**DIRECTIONS**: Extract all of the entries and set them down verbatim.

**GIVEN DATA**:
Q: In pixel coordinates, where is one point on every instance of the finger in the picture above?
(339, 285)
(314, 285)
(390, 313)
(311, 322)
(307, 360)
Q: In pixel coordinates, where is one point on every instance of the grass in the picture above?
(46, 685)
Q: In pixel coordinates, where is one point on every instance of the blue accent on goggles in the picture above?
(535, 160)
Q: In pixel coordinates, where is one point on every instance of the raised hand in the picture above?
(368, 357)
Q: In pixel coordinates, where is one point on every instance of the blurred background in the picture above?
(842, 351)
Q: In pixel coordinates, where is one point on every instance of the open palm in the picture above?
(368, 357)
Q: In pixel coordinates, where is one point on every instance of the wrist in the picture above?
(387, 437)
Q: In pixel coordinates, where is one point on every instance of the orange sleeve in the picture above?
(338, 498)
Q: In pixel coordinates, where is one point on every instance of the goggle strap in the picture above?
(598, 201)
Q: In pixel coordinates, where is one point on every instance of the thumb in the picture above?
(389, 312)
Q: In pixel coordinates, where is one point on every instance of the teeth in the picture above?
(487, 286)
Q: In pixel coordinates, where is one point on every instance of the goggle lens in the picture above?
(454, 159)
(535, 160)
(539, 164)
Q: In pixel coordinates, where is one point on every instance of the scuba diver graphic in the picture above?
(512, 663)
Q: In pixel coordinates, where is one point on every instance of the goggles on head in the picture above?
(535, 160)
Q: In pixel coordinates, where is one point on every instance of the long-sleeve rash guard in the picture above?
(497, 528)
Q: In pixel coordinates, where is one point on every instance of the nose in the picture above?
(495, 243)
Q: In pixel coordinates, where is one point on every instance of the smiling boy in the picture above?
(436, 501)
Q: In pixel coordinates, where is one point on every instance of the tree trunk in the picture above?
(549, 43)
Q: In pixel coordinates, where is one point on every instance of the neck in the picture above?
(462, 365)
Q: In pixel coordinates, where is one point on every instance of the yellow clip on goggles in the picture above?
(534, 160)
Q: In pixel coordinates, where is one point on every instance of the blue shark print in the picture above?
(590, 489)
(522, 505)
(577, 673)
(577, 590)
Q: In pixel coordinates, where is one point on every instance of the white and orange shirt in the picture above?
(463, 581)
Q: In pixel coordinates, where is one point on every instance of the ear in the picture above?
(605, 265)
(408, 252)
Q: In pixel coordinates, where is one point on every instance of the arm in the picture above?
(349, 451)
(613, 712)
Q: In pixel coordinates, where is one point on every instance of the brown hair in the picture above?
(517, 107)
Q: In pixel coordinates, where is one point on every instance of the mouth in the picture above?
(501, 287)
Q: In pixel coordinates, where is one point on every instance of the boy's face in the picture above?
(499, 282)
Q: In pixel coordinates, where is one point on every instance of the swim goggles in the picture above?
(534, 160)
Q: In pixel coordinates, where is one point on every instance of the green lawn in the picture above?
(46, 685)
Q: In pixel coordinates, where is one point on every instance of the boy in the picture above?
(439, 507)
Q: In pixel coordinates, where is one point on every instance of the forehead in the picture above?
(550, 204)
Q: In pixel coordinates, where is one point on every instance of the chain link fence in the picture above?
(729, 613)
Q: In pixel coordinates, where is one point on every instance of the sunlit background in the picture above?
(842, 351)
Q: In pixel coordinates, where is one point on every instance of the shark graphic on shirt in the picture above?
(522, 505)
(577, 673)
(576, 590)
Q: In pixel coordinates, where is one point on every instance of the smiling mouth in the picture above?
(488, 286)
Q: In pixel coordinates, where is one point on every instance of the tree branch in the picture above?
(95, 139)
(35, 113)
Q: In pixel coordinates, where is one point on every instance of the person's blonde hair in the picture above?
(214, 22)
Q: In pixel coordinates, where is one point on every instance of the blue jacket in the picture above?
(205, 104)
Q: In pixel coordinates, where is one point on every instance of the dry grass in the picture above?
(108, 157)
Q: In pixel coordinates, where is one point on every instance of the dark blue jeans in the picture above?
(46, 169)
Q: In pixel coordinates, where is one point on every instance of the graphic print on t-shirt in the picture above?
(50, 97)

**WRITTEN SOLUTION**:
Q: In pixel coordinates, where is one point on every instance of the finger in the picture above?
(339, 285)
(314, 285)
(390, 313)
(311, 322)
(307, 360)
Q: In pixel coordinates, where is one point on every instance of the grass in the picture above?
(46, 685)
Q: In pixel coordinates, where is one point on every instance of the blue accent on goggles in the picture above?
(535, 160)
Q: In pixel coordinates, where is one point on every instance of the raised hand in the picture above?
(368, 357)
Q: In pixel coordinates, where is one point on every instance of the blurred background in the picture above?
(842, 351)
Q: In pixel coordinates, where is one point on every instance of the open palm in the picture above?
(368, 357)
Q: In pixel coordinates, where is one point on every instance of the wrist in the picture above?
(387, 437)
Q: In pixel coordinates, where is one point on every instance of the orange sleeve in the picture above?
(338, 498)
Q: In pixel coordinates, where is one point on every instance of the goggle strap in the picture above?
(598, 201)
Q: In pixel coordinates, where is one point on every instance of the thumb in the picture above?
(389, 312)
Q: In pixel coordinates, where is one point on every instance of the teeth in the picture above?
(487, 286)
Q: In pixel coordinates, where is one point on every instance of the goggle lens in the picture above?
(454, 159)
(535, 160)
(539, 164)
Q: In pixel coordinates, where is one point on every instance of the scuba diver graphic in the picture above?
(512, 663)
Q: In pixel coordinates, where is one point on every instance of the goggles on head in the picture above?
(535, 160)
Q: In pixel coordinates, where is one point on every instance of the long-sleeve rash guard in the picture above?
(497, 528)
Q: In pixel coordinates, where is one point on every instance of the nose in the picture above?
(495, 243)
Q: In pixel coordinates, where is one point on every instance of the smiling boy in the picture above?
(436, 501)
Q: In pixel coordinates, where is one point on every instance of the tree trunk in the picture above?
(549, 43)
Q: In pixel coordinates, where is one point on every instance of the neck in the picture above?
(462, 365)
Q: In pixel coordinates, where is one point on every instance of the yellow clip on goggles in the picture above?
(534, 160)
Q: In pixel coordinates, where is one point on every instance of the blue shark print in the picture above?
(590, 489)
(522, 505)
(577, 673)
(577, 590)
Q: In pixel coordinates, where is one point on every instance of the white and orange shirt in the picture above?
(463, 581)
Q: In pixel coordinates, where is one point on every instance of the ear in the picture above?
(605, 265)
(408, 252)
Q: In pixel coordinates, where is one point on every instance of the arm in the picture above?
(349, 451)
(613, 712)
Q: In pixel coordinates, where is one point on every instance of the brown hair in the picture above?
(517, 107)
Q: In pixel coordinates, where is one point on every instance of the mouth in the picture above?
(501, 287)
Q: In pixel coordinates, where is one point on every instance of the boy's face in the picture above?
(499, 282)
Q: In pixel coordinates, where is one point on every instance of the swim goggles in the picture above?
(534, 160)
Q: In pixel coordinates, where is one point on every instance of the green lawn in the picture above?
(46, 685)
Q: In pixel coordinates, where is one point on every instance of the boy in the picture above?
(439, 507)
Q: In pixel coordinates, where is one point on every instance of the forehead in the picture above?
(550, 204)
Q: In pixel coordinates, where is one point on every instance of the chain link fence in the picture above?
(729, 613)
Q: In pixel coordinates, where is one point on every instance of the sunlit background in the picture above?
(842, 351)
Q: In pixel coordinates, where is one point on every instance of the shark graphic on shirt in the picture above?
(522, 505)
(577, 673)
(576, 590)
Q: In pixel coordinates, where is one point on every instance of the smiling mouth in the picture above?
(488, 286)
Q: In pixel coordinates, where is one point on every instance of the tree branch in the picture above?
(95, 139)
(35, 113)
Q: In pixel coordinates, where is one point on every instance of the person's blonde hair in the picture above?
(214, 22)
Q: In pixel coordinates, where is one point on every instance of the blue jacket in the picture above?
(205, 104)
Q: In pixel coordinates, where is one point on every instance of the dry grass in the picture above?
(108, 157)
Q: In pixel coordinates, where is one point on every instance of the dark blue jeans in the picture above?
(46, 169)
Q: In pixel coordinates, where is one point on every instance of the graphic print on t-shirt in the picture above?
(50, 97)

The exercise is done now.